Category Archives: mars climate

Mars Ridges Sculpted by Boiling Water?

Lab Experiment Emulates Mars’s Boiling Water

We all know that Mars is a dry and dusty planet that, nonetheless, has hidden sources of water. None of it flows on the surface in a stable way — that is, it doesn’t move in rivers or pool in lakes anymore. The water that DOES exist is underground. When it somehow reaches the surface, the temperatures and pressures produce boiling water. The action of the water is so intense that it can set off dry avalanches and blast sediments out to the surface.

How can Mars water boil if the surface temperatures are cold? As anybody who has taken a physics or chemistry class would immediately recognize, water’s boiling point isn’t just dependent on temperature. It is also affected by atmospheric pressure. Here on Earth, the atmospheric pressure at sea level allows water to boil at 100 C (212 F). Where I live (at 9200 feet or 2818 meters), the water boils at 90 C (194 degrees F). The higher the altitude, the lower the air pressure, and the lower the temperature needed to boil water on Earth.

On Mars, the atmospheric pressure is so low that water can boil at as low as 0 C (32 F). Most of Mars’s water is frozen underground, but it can be warmed up enough during the Martian summer and spring that water will start to flow from underground and boil when it reaches the surface. And, according to some research done here on Earth by a group of scientists in Paris, France, the boiling action may be enough to explain some Martian surface features seen in high-resolution images.

Reproducing Mars on Earth

Boiling water on Mars creates ridges.
Water flowing under Earth-like conditions on the left and under Mars-like temperatures and pressures on the right. Courtesy Marion Massé, CNRS.

The scientists used a decompression chamber to simulate various atmospheric conditions where water flows. The flows produced in conditions that we see here on Earth produced water flows that simply seeped into sand. Once the water dried, there was no trace it had ever been there. However, when they dialed in the conditions for Mars and plugged in a small ice cube beneath the sand, the water produced by the melting ice started to boil as soon as it reached the surface. It also released gases, which caused the ejection of sand grains. They formed small ridges at the front of the flow. Over time, those ridges became unstable and actually produced avalanches of dry sand. The process was even more violent at lower pressures. The entire process left behind a series of ridges very similar to what is seen on Mars.

Of course, the action of boiling water is only one way that ridges form on the Red Planet. The wind plays a role in creating dunes and ridges, as well. However, this experiment also shows that more than one process is at work on Mars, and there are likely others, too.

Until we can actually get to Mars ourselves and do more in-depth chemical and physical studies of the ridges and dunes scattered across the planet, experiments such as these help us understand what we’re seeing on the Red Planet. For a planet without surface water, it does seem that the appearance of Mars really does owe a lot to the action of water.

---+---

> _Direction 1_:
Answer these about the article on boiling water on Mars:
(a) At what temperature can water boil on Mars?
(b) What happened to the water flows produced under Earth-like conditions in the chamber?
(c) Besides boiling water, what does the article say plays a role in creating dunes and ridges on Mars?
> _Direction 2_:
Summarize the article on boiling water on Mars in two sentences.

---+---

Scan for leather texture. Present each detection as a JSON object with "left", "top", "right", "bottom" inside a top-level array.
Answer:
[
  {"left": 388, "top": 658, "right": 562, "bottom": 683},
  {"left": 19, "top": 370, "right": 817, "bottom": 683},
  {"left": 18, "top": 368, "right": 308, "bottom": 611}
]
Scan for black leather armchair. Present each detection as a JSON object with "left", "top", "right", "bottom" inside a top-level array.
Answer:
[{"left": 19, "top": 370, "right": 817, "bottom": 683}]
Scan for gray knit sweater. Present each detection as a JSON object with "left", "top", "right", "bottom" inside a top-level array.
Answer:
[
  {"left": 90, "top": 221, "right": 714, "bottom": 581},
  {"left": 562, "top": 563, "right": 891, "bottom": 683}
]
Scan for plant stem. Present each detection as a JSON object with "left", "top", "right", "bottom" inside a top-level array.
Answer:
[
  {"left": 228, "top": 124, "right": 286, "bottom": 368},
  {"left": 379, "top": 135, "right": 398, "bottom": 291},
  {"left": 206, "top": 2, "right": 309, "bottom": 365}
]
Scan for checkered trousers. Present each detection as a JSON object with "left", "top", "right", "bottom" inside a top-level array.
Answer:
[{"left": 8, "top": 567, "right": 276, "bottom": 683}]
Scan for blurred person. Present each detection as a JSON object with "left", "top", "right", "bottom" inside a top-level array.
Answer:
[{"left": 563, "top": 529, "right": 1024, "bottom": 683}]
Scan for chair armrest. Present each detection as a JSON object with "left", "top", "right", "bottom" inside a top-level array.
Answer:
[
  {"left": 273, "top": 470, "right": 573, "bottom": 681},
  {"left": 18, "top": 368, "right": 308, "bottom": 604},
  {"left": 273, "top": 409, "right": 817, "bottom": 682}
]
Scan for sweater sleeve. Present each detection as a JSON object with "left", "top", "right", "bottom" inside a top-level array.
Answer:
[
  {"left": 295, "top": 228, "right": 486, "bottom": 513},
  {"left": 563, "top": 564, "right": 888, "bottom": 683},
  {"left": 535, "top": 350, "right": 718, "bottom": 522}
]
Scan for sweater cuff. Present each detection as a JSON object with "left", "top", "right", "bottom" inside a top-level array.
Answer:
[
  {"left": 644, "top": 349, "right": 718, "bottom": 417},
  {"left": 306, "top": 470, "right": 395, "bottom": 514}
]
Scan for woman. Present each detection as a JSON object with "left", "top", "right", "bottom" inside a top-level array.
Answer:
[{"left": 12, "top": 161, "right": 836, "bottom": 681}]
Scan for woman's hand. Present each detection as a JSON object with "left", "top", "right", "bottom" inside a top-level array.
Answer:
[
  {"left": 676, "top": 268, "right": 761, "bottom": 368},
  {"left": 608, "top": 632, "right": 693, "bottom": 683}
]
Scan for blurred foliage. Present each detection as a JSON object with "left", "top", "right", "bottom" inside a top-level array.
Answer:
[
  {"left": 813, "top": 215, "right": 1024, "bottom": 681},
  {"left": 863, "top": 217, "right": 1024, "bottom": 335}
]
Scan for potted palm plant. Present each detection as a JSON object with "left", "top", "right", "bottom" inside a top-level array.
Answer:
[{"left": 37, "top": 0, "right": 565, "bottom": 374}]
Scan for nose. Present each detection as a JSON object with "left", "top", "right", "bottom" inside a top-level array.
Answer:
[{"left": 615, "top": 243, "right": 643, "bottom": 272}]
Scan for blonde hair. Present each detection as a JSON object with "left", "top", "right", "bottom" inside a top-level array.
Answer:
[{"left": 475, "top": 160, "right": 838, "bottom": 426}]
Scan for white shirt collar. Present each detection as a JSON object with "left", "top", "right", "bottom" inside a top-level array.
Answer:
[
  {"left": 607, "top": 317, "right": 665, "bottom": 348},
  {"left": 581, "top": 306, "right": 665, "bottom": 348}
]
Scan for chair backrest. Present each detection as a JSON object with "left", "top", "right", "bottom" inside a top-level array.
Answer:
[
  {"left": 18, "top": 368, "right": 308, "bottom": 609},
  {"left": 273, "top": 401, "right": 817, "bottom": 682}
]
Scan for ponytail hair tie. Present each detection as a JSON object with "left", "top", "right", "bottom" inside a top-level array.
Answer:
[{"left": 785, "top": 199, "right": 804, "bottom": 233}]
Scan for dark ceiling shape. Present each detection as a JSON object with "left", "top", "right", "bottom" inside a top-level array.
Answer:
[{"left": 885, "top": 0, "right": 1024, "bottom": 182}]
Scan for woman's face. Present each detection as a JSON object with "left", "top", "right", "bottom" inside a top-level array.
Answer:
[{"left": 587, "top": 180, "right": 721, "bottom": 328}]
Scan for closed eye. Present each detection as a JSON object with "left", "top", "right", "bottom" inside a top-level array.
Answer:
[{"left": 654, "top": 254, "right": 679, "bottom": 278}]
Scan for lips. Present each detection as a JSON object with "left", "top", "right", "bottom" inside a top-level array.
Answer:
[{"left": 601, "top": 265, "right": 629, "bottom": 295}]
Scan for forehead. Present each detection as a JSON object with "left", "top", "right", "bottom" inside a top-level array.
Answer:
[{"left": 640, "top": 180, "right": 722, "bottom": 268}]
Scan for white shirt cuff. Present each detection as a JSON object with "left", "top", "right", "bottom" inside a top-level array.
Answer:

---+---

> _Finished answer 1_:
(a) As low as 0 C (32 F).
(b) They seeped into the sand and left no trace once the water dried.
(c) The wind.

> _Finished answer 2_:
Because Mars has such low atmospheric pressure, underground water that reaches the surface can boil at temperatures as low as 0 C. In a decompression chamber, scientists in Paris found that melting ice under Mars-like conditions boiled and ejected sand that formed ridges very similar to those seen on Mars, though wind also shapes ridges and dunes there.